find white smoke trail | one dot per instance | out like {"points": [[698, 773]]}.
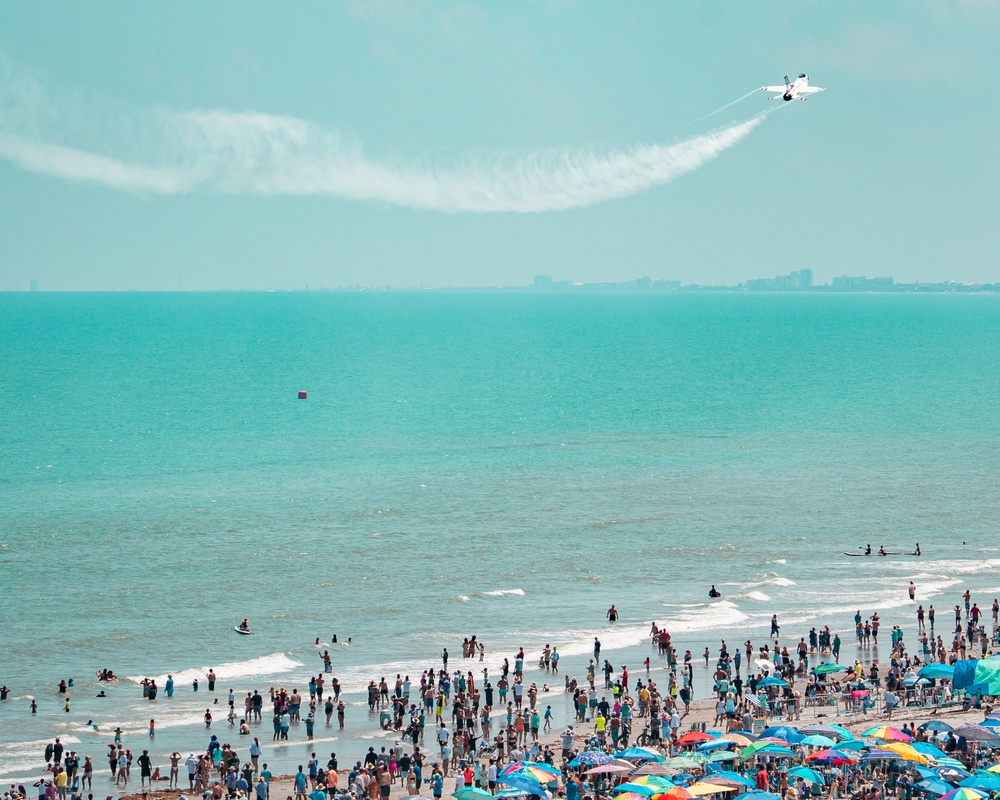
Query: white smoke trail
{"points": [[253, 153], [722, 108]]}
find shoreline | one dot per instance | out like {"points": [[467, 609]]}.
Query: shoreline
{"points": [[285, 756]]}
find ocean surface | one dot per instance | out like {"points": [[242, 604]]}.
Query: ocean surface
{"points": [[493, 464]]}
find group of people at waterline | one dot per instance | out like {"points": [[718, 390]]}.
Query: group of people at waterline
{"points": [[474, 703]]}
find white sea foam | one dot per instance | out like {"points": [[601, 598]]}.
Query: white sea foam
{"points": [[274, 664]]}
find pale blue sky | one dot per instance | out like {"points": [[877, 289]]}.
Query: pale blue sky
{"points": [[112, 175]]}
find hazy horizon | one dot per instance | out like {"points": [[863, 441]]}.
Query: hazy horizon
{"points": [[456, 144]]}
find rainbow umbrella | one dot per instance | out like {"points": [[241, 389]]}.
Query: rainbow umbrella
{"points": [[887, 733], [638, 788], [818, 740], [807, 774], [832, 757], [653, 781], [676, 793], [963, 793]]}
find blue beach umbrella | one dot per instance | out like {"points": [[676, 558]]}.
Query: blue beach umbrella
{"points": [[937, 787], [927, 749], [936, 725], [638, 788], [591, 758], [984, 783]]}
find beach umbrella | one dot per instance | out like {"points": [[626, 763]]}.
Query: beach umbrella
{"points": [[684, 762], [978, 733], [656, 768], [963, 793], [702, 788], [784, 732], [927, 749], [654, 781], [906, 751], [639, 788], [818, 740], [987, 782], [713, 744], [939, 671], [881, 755], [639, 754], [679, 793], [629, 796], [757, 794], [740, 739], [935, 725], [806, 773], [856, 744], [591, 758], [769, 749], [733, 777], [833, 731], [521, 781], [933, 786], [887, 733], [832, 757], [540, 772], [950, 772], [695, 737], [472, 793]]}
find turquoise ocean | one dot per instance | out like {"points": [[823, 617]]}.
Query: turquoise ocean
{"points": [[505, 465]]}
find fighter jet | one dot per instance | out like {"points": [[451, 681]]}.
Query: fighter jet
{"points": [[792, 90]]}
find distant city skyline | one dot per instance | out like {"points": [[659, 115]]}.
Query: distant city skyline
{"points": [[462, 144]]}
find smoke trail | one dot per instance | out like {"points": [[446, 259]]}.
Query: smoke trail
{"points": [[723, 108], [169, 152]]}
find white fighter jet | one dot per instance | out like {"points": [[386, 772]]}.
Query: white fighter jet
{"points": [[798, 89]]}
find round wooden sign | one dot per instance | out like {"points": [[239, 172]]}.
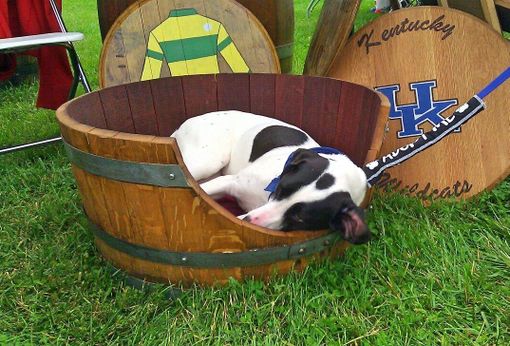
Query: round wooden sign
{"points": [[333, 29], [428, 61], [277, 16], [158, 38]]}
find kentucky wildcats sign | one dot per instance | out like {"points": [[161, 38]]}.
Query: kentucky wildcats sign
{"points": [[425, 109], [424, 62]]}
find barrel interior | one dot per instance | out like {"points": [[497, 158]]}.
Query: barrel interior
{"points": [[133, 122], [336, 113]]}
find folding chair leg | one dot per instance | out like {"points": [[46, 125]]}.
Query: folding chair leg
{"points": [[76, 72]]}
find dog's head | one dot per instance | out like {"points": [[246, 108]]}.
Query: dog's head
{"points": [[317, 191]]}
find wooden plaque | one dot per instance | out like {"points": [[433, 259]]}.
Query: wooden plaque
{"points": [[159, 38], [427, 61], [333, 29], [277, 16]]}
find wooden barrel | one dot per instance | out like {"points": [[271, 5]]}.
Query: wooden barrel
{"points": [[277, 16], [149, 216], [428, 61]]}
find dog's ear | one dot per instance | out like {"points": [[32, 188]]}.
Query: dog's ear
{"points": [[350, 222]]}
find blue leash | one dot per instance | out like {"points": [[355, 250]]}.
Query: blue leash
{"points": [[475, 105]]}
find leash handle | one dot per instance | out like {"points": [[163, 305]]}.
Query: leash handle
{"points": [[462, 115]]}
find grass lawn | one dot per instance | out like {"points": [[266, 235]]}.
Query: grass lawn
{"points": [[437, 275]]}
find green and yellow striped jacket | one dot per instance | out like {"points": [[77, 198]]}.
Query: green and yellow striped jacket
{"points": [[190, 44]]}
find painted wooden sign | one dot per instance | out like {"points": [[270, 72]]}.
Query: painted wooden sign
{"points": [[277, 16], [333, 29], [427, 61], [158, 38]]}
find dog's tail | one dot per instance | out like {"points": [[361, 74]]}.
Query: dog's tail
{"points": [[462, 115]]}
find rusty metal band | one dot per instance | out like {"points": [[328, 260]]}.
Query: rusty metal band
{"points": [[247, 258], [155, 174]]}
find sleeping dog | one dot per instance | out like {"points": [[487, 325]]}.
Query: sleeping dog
{"points": [[277, 173]]}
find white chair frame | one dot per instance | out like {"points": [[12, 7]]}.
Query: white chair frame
{"points": [[64, 39]]}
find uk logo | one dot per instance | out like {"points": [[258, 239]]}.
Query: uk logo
{"points": [[426, 109]]}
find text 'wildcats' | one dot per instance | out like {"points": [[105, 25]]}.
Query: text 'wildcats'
{"points": [[411, 116]]}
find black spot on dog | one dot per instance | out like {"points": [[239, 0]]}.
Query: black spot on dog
{"points": [[274, 137], [327, 180], [337, 212], [304, 167]]}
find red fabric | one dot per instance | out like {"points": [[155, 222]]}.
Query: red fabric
{"points": [[30, 17]]}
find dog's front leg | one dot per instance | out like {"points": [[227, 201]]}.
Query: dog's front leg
{"points": [[219, 187]]}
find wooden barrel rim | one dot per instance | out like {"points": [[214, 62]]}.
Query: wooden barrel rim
{"points": [[67, 121], [184, 219], [133, 7]]}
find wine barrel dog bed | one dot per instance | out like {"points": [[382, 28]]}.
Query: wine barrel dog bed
{"points": [[150, 218]]}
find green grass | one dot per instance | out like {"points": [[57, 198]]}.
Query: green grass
{"points": [[437, 275]]}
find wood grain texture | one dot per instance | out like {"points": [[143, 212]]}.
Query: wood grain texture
{"points": [[186, 219], [483, 9], [277, 17], [335, 24], [460, 65], [503, 10], [123, 56]]}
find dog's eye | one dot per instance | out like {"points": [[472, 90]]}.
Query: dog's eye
{"points": [[297, 218]]}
|---|
### Your objective:
Render all of the material above as a two-column CSV with the header row input,output, giving each text and its answer one row. Put each value in a single quoted field with line breaks replaced by spaces, and leave the pictures out.

### Answer to the task:
input,output
"find white smoke trail | one dot per instance | out like {""points"": [[698, 773]]}. Query: white smoke trail","{""points"": [[253, 153], [722, 108]]}"
"find shoreline | one dot per instance | out like {""points"": [[467, 609]]}. Query: shoreline","{""points"": [[285, 756]]}"
"find ocean surface | one dot per instance | out like {""points"": [[242, 604]]}. Query: ocean surface","{""points"": [[493, 464]]}"
"find group of people at waterline | one dot per instance | out like {""points"": [[718, 390]]}. Query: group of people at waterline","{""points"": [[474, 703]]}"
"find white sea foam | one dot per instance | out like {""points"": [[601, 598]]}. Query: white sea foam","{""points"": [[274, 664]]}"
"find pale blue sky | one dot per instance | out like {""points"": [[877, 289]]}. Query: pale blue sky","{""points"": [[112, 175]]}"
"find hazy horizon | one dot per instance | out like {""points"": [[863, 441]]}. Query: hazy horizon","{""points"": [[456, 144]]}"
"find rainbow umbrella | one dot per instance | out like {""points"": [[241, 389]]}. Query: rainbow umbrella","{""points"": [[887, 733], [638, 788], [818, 740], [807, 774], [832, 757], [653, 781], [676, 793], [963, 793]]}"
"find blue beach umbrella | one dot per instance | out like {""points"": [[676, 558]]}. Query: blue beach umbrella","{""points"": [[937, 787], [927, 749], [936, 725], [638, 788], [591, 758], [984, 783]]}"
"find beach umbrella | one dot per instance | out like {""points"": [[626, 763]]}. Query: beach umbrella","{""points"": [[684, 762], [978, 733], [656, 768], [963, 793], [702, 788], [784, 732], [927, 749], [654, 781], [906, 751], [639, 788], [818, 740], [987, 782], [713, 744], [939, 671], [881, 755], [639, 754], [679, 793], [629, 796], [757, 794], [740, 739], [935, 725], [806, 773], [856, 744], [591, 758], [769, 749], [733, 777], [833, 731], [521, 781], [933, 786], [887, 733], [832, 757], [540, 772], [950, 772], [695, 737], [472, 793]]}"
"find turquoise ocean | one dot per instance | out like {""points"": [[823, 617]]}. Query: turquoise ocean","{""points"": [[505, 465]]}"
"find fighter jet | one dot per instance | out like {""points"": [[451, 681]]}. Query: fighter jet","{""points"": [[792, 90]]}"
"find distant city skyline | one dot per instance | out like {""points"": [[659, 115]]}. Query: distant city skyline","{""points"": [[462, 144]]}"
"find smoke trail | one dot per instance | out like {""points"": [[446, 259]]}. Query: smoke trail","{""points"": [[723, 108], [169, 152]]}"
"find white fighter jet | one dot per instance | out like {""points"": [[386, 772]]}. Query: white fighter jet","{""points"": [[798, 89]]}"
"find round wooden sign | one dot per instance | out like {""points"": [[239, 172]]}. Query: round wooden sign","{""points"": [[333, 29], [428, 61], [277, 16], [158, 38]]}"
"find kentucky wildcats sign | one dot per instance | out like {""points"": [[161, 38]]}. Query: kentucky wildcats sign","{""points"": [[425, 109], [424, 62]]}"
"find barrel interior | one dot per instance | out like {""points"": [[497, 158]]}. Query: barrel interior","{""points"": [[133, 122], [336, 113]]}"
"find folding chair leg | one dot per instance | out like {""points"": [[46, 125]]}. Query: folding chair leg","{""points"": [[76, 72]]}"
"find dog's head | one dot per instance | out like {""points"": [[246, 108]]}. Query: dog's head","{""points"": [[317, 191]]}"
"find wooden plaque | one dot per instance | out like {""points"": [[433, 259]]}. Query: wooden plaque","{""points"": [[159, 38], [427, 61], [333, 29], [277, 16]]}"
"find wooden barrel | one dot per instance | out like {""points"": [[271, 5]]}. Query: wooden barrel","{""points"": [[277, 16], [149, 216], [428, 61]]}"
"find dog's ear | one dot per instance | out like {""points"": [[32, 188]]}. Query: dog's ear","{""points"": [[350, 222]]}"
"find blue leash | one dot per instance | out like {""points"": [[355, 250]]}. Query: blue leash","{""points"": [[475, 105]]}"
"find leash handle | one dot per instance | out like {""points"": [[163, 305]]}. Query: leash handle","{""points"": [[462, 115]]}"
"find grass lawn | one dot per instance | out like {""points"": [[266, 235]]}. Query: grass lawn","{""points"": [[437, 275]]}"
"find green and yellow striped jacket | one dot per instance | out like {""points"": [[77, 198]]}. Query: green and yellow striped jacket","{""points"": [[190, 44]]}"
"find painted wooden sign | one dot per instance | out like {""points"": [[270, 72]]}. Query: painted wooden sign","{""points"": [[277, 16], [333, 29], [427, 61], [158, 38]]}"
"find dog's tail | one dot per instance | out like {""points"": [[361, 74]]}. Query: dog's tail","{""points"": [[462, 115]]}"
"find rusty metal band | one dot per instance | out like {""points"": [[328, 260]]}. Query: rusty metal band","{""points"": [[247, 258], [155, 174]]}"
"find sleeping dog | one dot per instance | out like {""points"": [[487, 325]]}. Query: sleeping dog","{""points"": [[277, 173]]}"
"find white chair frame | one dot per instance | out like {""points"": [[12, 7]]}. Query: white chair frame","{""points"": [[64, 39]]}"
"find uk logo | one dot per instance | out like {""points"": [[258, 239]]}. Query: uk logo","{""points"": [[426, 109]]}"
"find text 'wildcats' | one dot per instance | out like {""points"": [[105, 25]]}. Query: text 'wildcats'","{""points"": [[411, 116]]}"
"find black spot on dog | one dot per instance | out like {""points"": [[239, 0]]}. Query: black spot on dog","{""points"": [[274, 137], [327, 180], [337, 212], [304, 167]]}"
"find red fabric | one dot per instance | out like {""points"": [[155, 222]]}. Query: red fabric","{""points"": [[30, 17]]}"
"find dog's front leg | one dot per instance | out like {""points"": [[227, 201]]}. Query: dog's front leg","{""points"": [[219, 187]]}"
"find wooden barrel rim | one dot per instance | out like {""points"": [[214, 62]]}. Query: wooden barrel rim","{""points"": [[67, 121], [184, 219], [133, 7]]}"
"find wine barrel dog bed | one dot per instance | out like {""points"": [[382, 28]]}. Query: wine barrel dog bed","{""points"": [[150, 218]]}"
"find green grass | one dot per instance | out like {""points"": [[57, 198]]}. Query: green grass","{""points"": [[437, 275]]}"
"find wood grain texture | one dot per instance | out like {""points"": [[143, 212]]}. Query: wood grain texture","{""points"": [[186, 219], [483, 9], [277, 17], [335, 24], [460, 65], [503, 10], [123, 56]]}"
"find dog's eye | one dot per instance | out like {""points"": [[472, 90]]}. Query: dog's eye","{""points"": [[297, 218]]}"